**Goal of the exercise:**
Copy the listing below in full and skip every picture.

**Supplied entries:**
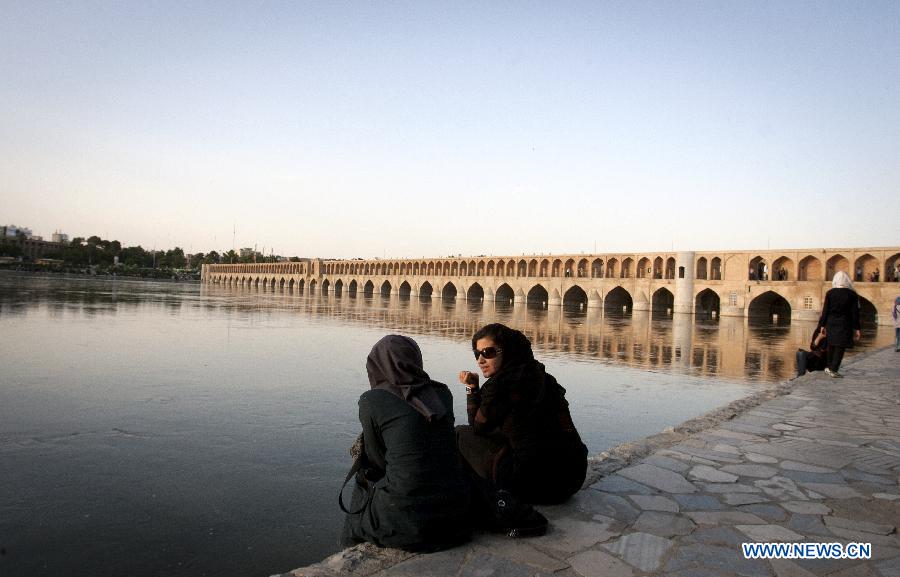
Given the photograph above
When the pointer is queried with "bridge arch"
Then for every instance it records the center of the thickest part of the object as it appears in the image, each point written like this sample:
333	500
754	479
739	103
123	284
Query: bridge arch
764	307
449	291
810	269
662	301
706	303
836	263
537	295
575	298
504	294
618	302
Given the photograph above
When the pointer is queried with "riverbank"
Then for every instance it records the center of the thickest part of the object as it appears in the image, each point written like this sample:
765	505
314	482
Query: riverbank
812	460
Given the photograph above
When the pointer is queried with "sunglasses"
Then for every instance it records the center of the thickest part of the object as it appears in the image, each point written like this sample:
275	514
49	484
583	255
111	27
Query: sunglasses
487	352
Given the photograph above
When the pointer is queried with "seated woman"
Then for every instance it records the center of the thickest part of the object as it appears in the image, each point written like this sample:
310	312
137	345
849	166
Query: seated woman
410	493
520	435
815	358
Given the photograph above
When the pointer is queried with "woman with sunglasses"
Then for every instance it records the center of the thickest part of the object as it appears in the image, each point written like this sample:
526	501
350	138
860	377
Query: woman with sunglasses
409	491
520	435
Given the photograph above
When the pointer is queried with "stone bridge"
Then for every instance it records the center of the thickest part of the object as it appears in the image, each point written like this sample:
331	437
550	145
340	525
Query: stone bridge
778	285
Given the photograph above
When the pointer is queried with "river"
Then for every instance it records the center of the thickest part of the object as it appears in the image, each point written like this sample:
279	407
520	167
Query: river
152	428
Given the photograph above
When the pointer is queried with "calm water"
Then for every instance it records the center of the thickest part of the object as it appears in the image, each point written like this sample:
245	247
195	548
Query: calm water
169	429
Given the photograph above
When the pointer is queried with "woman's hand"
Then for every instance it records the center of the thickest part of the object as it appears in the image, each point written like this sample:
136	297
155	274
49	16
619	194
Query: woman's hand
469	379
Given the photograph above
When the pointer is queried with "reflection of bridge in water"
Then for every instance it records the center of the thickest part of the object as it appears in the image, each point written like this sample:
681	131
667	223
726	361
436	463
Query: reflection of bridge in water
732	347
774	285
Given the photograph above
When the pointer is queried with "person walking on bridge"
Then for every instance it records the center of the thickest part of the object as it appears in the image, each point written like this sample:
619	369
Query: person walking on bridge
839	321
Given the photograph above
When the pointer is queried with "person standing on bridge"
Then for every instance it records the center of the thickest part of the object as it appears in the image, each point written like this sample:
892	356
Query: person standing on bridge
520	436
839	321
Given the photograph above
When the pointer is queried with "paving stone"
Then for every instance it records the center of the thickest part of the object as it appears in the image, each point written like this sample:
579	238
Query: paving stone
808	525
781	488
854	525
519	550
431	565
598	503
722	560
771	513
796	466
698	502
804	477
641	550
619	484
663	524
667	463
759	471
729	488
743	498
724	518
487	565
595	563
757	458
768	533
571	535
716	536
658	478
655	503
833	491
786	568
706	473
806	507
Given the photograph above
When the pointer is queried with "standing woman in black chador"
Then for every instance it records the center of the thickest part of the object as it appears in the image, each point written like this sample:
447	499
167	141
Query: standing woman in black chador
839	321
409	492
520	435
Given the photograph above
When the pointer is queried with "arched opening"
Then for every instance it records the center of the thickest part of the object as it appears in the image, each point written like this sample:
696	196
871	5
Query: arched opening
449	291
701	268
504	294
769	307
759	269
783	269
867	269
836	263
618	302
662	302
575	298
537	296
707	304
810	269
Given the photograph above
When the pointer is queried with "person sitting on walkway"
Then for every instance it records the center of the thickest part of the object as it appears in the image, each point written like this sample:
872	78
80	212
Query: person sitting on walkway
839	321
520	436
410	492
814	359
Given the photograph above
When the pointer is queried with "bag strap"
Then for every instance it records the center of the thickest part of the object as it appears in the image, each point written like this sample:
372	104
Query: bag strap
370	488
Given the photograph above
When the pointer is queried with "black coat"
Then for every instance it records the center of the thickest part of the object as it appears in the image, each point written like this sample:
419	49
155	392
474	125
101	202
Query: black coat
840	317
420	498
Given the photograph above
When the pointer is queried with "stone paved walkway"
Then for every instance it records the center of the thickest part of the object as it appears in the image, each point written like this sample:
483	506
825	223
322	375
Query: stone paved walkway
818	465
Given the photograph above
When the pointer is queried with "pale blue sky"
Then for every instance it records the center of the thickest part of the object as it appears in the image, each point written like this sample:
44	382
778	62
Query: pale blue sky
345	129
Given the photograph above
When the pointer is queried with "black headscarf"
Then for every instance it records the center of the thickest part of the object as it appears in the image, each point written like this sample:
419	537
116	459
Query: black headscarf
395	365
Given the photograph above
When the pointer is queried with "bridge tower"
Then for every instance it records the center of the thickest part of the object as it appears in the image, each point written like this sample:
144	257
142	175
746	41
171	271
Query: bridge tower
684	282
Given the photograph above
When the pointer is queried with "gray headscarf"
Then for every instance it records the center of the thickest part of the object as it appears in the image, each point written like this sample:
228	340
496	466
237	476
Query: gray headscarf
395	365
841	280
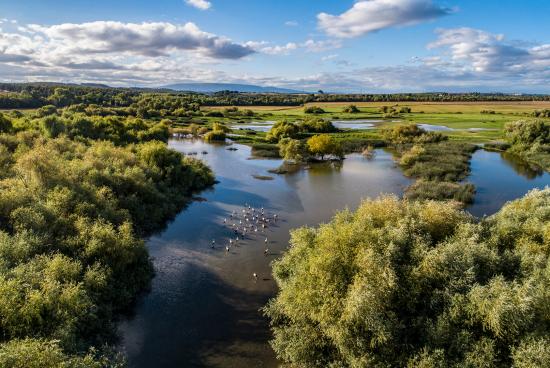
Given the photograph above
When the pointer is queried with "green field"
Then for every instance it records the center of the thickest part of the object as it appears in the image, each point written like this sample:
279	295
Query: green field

**Final result:**
Given the photograph above
When the pointer is queried with "bridge arch"
Then for every instance it records the center of the thickest part of the object as it appears in the image, each point written like this sample:
333	500
754	479
739	103
123	284
Query: bridge arch
764	307
449	291
810	269
662	301
706	303
836	263
537	295
575	298
504	294
618	302
Given the photograph above
When the pointer is queried with "riverbank"
Then for every instance it records the center of the thickest part of the object as it appears in the image, each point written like this sample:
765	505
314	482
Query: riverbank
812	460
Given the photograph above
When the pointer is queried with "sunglasses"
Then for every instance it records the center of the thickest part of the object as it appears in the image, each point written like this sample:
275	514
49	484
583	255
111	27
Query: sunglasses
487	352
Given the photograph above
When the pointer is queried with "seated woman"
Then for every instance it records the center of the thickest part of the object as it appears in the image, each point written like this sample:
310	312
137	345
849	166
Query: seated woman
410	493
520	435
815	358
Given the photograph above
When the pointer is queried with "woman with sunglasses"
Then for every instance it records the center of the thickest part of the object as it appears in the image, each point written like this sample:
526	501
350	138
860	377
Query: woman with sunglasses
409	491
520	435
Given the photograph above
When the pointer is queried with "stone bridge"
Then for every instance it records the center of the thickest part of the object as it appears in the image, each point written like this sample:
331	437
550	145
340	525
Query: stone bridge
778	285
Given the photograph above
When the pointer is queried with "river"
Then for every instance it records the center of the thickest part of the object as it appears in the image, each point written like this sample:
279	407
520	167
Query: river
152	428
Given the photograph above
When the pointer is queried with "calm water"
Then for every instance it records the center of the thickest part of the object as it appears in the image, each point written like this sample:
245	247
195	548
Query: calm water
169	429
Given the photograph above
When the pointer is queried with "woman's hand"
Then for every instance it records the center of the thickest part of the object as it appears in the image, each point written like this sample:
136	297
155	274
49	16
619	194
Query: woman's hand
469	379
Given the photograph above
When the pointer is queried with "reflection of bridge in water"
Then for every instance it records the center of the thickest part of the object as it appears in the image, each point written like this sample:
681	131
667	223
726	361
436	463
Query: reflection of bridge in water
732	347
774	285
Given the photograph above
When the pointer is queried with "person walking on bridge"
Then for every instance it records the center of the thickest part of the object as it appears in the image, each point written like this sample:
619	369
Query: person walking on bridge
839	321
Given the photograph above
When the pointer is queried with "person standing on bridge"
Then for every instance it records the center of the thickest part of the object as it appears in the image, each point written like this sample:
892	356
Query: person standing on bridge
520	436
839	321
Given the photograph above
When the pointer is queried with "paving stone"
Then for every instance it records the center of the thickest part of the object as it appears in the image, each point written like this sample:
579	238
Query: paving stone
808	525
781	488
854	525
519	550
431	565
598	503
722	560
771	513
796	466
698	502
804	477
641	550
619	484
663	524
667	463
759	471
729	488
743	498
724	518
487	565
595	563
757	458
768	533
571	535
716	536
658	478
655	503
833	491
786	568
706	473
806	507
Given the photograph above
When the pointer is queried with "standing woman in black chador"
Then for every instance it records the center of the thickest part of the object as it appears in the image, each point written like this sample:
447	499
167	141
Query: standing woman in black chador
839	321
409	492
520	435
Given the photograph above
When the pointer is queried with "arched opening"
Then for every instance it records the center of the thickest part of the object as it appears in the image, each point written like this sample:
696	196
871	5
Query: arched opening
449	291
701	268
504	294
769	307
759	269
783	269
867	269
836	263
618	302
662	302
575	298
537	296
707	304
810	269
Given the photograph above
When the pointer is queried with "person sitting on walkway"
Then for every instance it records the center of the thickest part of the object as it appears in the image, each point written like this sample:
872	78
80	212
Query: person sitting on walkway
839	321
520	436
410	492
814	359
Given the photograph above
When the pointer is queried with "bag strap"
Then for every instance it records the center of the thickest part of the object as it appears in the image, each point written like this sample:
372	104
Query: bag strap
370	488
Given the photograph above
When the pointer is queried with "black coat"
Then for every instance it records the center of the thickest part of the object as it appears in the image, each point written like this sample:
419	49
155	392
474	125
101	202
Query: black coat
840	317
420	498
Given the photograph above
When the pointer is queried with "stone paved walkway"
Then for every instance it records the center of the thickest part of the object as it appears in the image, each point written like this sample:
483	506
825	223
322	375
Query: stone paved walkway
818	465
Given the photograph above
When the pointer is queried with "pale blue sky"
Then for every instance it records the center of the thickest part of the object as it appears in the image, each point written like this sample:
44	382
778	62
Query: pale blue sky
345	129
Given the photograph above
When the pointer is queried with "black headscarf"
Then for every instance it records the center of the thickest part of the object as it appears in the image, each point written like this sample:
419	537
116	459
Query: black headscarf
395	365
Given the photograph above
When the pointer is queried with "bridge tower"
Then for every instance it records the center of the thickest part of the object as it appears in the image, each point written like this sample:
144	257
142	175
746	41
171	271
Query: bridge tower
684	282
Given the photograph above
When the pointer is queried with "gray headscarf"
Then for every instance it records the center of the thickest part of the object as it appears in the image, each point written like this sample:
228	340
496	466
237	476
Query: gray headscarf
395	365
841	280
Given the photograph above
When the pointer is queried with "green field"
Then for every instance it records the center of the thickest part of the object as it appears in the image, each point written like this sample:
279	295
Query: green field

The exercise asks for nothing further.